-------- Dataset --------
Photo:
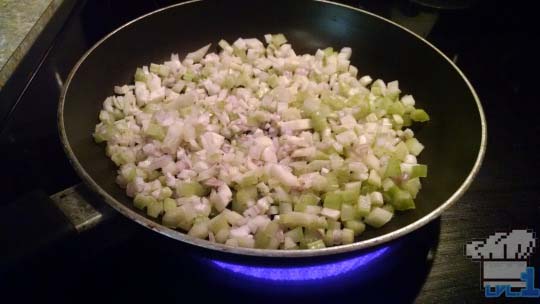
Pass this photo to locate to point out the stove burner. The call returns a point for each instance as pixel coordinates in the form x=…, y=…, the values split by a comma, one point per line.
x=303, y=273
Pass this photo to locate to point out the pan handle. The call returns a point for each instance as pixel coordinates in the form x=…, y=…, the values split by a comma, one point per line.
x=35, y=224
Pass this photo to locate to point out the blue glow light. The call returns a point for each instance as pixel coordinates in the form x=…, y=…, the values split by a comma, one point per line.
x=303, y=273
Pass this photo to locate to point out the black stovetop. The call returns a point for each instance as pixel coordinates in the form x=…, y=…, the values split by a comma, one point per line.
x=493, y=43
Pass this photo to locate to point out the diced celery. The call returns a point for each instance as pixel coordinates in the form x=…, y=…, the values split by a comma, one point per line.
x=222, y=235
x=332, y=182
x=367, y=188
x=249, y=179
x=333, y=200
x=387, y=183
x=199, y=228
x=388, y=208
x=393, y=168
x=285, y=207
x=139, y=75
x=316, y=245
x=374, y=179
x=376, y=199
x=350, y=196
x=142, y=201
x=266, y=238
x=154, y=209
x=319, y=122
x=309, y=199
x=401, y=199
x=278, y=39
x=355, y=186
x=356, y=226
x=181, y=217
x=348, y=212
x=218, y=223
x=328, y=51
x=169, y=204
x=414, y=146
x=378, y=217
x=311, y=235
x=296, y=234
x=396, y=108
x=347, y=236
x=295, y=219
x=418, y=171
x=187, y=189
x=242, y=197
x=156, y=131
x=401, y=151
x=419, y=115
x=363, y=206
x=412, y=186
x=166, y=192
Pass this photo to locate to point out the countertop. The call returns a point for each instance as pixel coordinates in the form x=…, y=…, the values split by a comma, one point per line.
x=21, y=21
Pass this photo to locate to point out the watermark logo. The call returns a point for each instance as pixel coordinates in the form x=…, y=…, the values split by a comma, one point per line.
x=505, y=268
--------
§ **Problem**
With pictures excluded, the data must be transcribed in full and to the letter.

§ **Reply**
Photo:
Pass this photo to locate to point out the stove burner. The call returns a point for each instance as pixel coordinates in the form x=…, y=…, the values split by a comma, one point per line.
x=303, y=273
Pass this photo to locate to point out the pan handle. The call returns a point for each instance as pixel coordinates in the form x=…, y=…, the values split by a comma, one point per line.
x=35, y=224
Pass this photo to locate to point out the blue glow light. The call returns a point for each instance as pixel coordinates in the form x=…, y=…, the values split by a comma, one point per line.
x=303, y=273
Pass this photo to locate to point out the black stovetop. The call returns a point for each instance as pixel coordinates in the form x=…, y=…, the values split by a comma, one point per line.
x=493, y=43
Pass this photo to locate to point out the diced celery. The call returns a point for each instance as pixel coordinates in the form x=…, y=…, the values split by a comma, one point per line.
x=222, y=235
x=332, y=182
x=367, y=188
x=249, y=179
x=333, y=200
x=387, y=183
x=199, y=228
x=388, y=208
x=393, y=168
x=285, y=207
x=139, y=75
x=316, y=245
x=374, y=179
x=376, y=199
x=350, y=196
x=142, y=201
x=266, y=238
x=154, y=209
x=319, y=122
x=309, y=199
x=401, y=199
x=278, y=39
x=355, y=186
x=356, y=226
x=181, y=217
x=348, y=212
x=218, y=223
x=328, y=51
x=169, y=204
x=414, y=146
x=378, y=217
x=311, y=235
x=296, y=234
x=396, y=108
x=347, y=236
x=295, y=219
x=418, y=171
x=187, y=189
x=242, y=197
x=156, y=131
x=401, y=151
x=419, y=115
x=363, y=206
x=412, y=186
x=166, y=192
Pass this photo to locate to point out the countertop. The call returns a point for each instance as pixel coordinates in the form x=…, y=…, the values split by a comma, one point per line.
x=21, y=21
Pass this photo to locate to point out the watermark logo. The call returns a point for each instance as pixel coordinates in the form x=…, y=…, the values split by a comma, one point per line.
x=505, y=268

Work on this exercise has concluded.